■ **Problem description**
Copy out every record exactly.

■ **Task material**
================

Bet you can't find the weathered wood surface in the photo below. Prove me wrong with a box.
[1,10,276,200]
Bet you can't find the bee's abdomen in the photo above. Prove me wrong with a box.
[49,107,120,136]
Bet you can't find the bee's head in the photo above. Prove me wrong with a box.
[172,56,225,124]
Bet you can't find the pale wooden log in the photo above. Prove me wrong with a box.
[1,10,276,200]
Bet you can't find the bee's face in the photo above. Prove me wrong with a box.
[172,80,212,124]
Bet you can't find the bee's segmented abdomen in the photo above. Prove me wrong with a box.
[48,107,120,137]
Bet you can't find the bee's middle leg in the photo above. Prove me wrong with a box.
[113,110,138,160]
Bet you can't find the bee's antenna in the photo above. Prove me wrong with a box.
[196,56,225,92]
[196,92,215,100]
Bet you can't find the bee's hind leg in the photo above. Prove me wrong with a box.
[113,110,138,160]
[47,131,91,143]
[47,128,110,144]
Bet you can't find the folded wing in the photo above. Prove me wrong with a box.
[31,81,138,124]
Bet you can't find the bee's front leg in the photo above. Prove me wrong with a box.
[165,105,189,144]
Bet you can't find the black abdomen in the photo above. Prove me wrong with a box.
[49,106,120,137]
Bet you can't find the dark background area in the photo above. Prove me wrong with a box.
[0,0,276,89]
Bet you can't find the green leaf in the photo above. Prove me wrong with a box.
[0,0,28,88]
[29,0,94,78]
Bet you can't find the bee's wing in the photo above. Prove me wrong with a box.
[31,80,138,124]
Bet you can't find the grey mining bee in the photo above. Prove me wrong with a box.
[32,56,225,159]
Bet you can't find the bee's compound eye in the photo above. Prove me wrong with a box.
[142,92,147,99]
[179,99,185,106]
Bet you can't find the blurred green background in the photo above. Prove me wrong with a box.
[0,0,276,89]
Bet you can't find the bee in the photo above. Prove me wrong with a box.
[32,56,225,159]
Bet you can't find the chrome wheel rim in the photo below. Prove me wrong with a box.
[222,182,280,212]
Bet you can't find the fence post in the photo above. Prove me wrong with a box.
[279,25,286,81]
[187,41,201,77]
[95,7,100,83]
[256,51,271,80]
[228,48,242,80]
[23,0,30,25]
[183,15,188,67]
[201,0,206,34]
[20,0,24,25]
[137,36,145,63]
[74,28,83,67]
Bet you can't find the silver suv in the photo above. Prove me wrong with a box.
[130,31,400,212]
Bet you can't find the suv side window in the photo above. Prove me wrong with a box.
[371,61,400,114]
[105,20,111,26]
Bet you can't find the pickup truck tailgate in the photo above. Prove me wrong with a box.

================

■ **Answer to this exercise**
Bet you can't find the weathered wood surface in the photo below. Prove me wrong with a box.
[1,10,276,200]
Bet you can't find the bee's abdomen in the photo above. Prove me wrong with a box.
[49,107,120,136]
Bet you can't find the bee's head in the photo above. Prove me wrong with a box.
[172,56,225,124]
Bet you can't find the pale wooden log in the photo above. Prove me wrong with a box.
[1,10,276,200]
Bet you can't find the bee's face in the photo above. Prove me wrong with a box.
[172,80,212,124]
Bet you can't find the bee's segmented abdomen in the photo above. Prove me wrong with a box.
[48,107,120,137]
Bet you can't find the bee's middle leg in the photo above. Prove me wrong with a box.
[113,110,138,160]
Bet you can't find the bee's antenna in the photo above. Prove me wrong with a box.
[196,56,225,92]
[196,92,215,100]
Bet you can't find the bee's hind leg in the photo above. Prove me wrong with a box.
[113,110,138,160]
[47,131,91,143]
[47,128,110,144]
Bet you can't find the folded wing in the photo above. Prove me wrong with a box.
[31,81,138,124]
Bet you can't find the bee's front leg in the photo above. Prove me wrong with a box.
[165,105,189,144]
Bet you can't find the black abdomen in the photo above. Prove me wrong with a box.
[49,106,120,137]
Bet you can't find the dark background area in the photo above. Prove me wrong with a box.
[0,0,276,89]
Bet you can't find the green leaf in the photo above. Prove me wrong with a box.
[0,0,28,88]
[29,0,94,78]
Bet you can't find the bee's wing in the photo above. Prove me wrong with a box.
[31,80,138,124]
Bet you can't find the grey mining bee in the photo above. Prove me wrong with a box.
[32,56,225,159]
Bet you can't find the bee's compound eye in the photo above. Prove me wrong with a box.
[142,92,147,99]
[179,99,185,106]
Bet you can't find the blurred green background in the photo above. Prove me wrong with a box.
[0,0,276,89]
Bet you can't find the bee in the photo above. Prove me wrong with a box.
[32,56,225,159]
Bet you can't find the chrome wheel rim in the photo below. Prove me wrong with a box.
[222,182,280,212]
Bet you can't find the fence post in the photo above. Prove me wrong with a box.
[279,25,286,81]
[187,41,201,77]
[95,7,100,83]
[256,51,271,80]
[228,48,242,80]
[23,0,30,25]
[183,15,188,67]
[201,0,206,34]
[20,0,24,25]
[137,36,145,63]
[74,28,83,67]
Bet you can't find the silver suv in the photo above. Prove me wrong with a box.
[130,31,400,212]
Bet you can't find the suv side window in the photo above. Prove me wrong with a box.
[371,61,400,114]
[105,20,111,26]
Bet you can't find the pickup truck tailgate in the photo above. Prove me wrong with a box.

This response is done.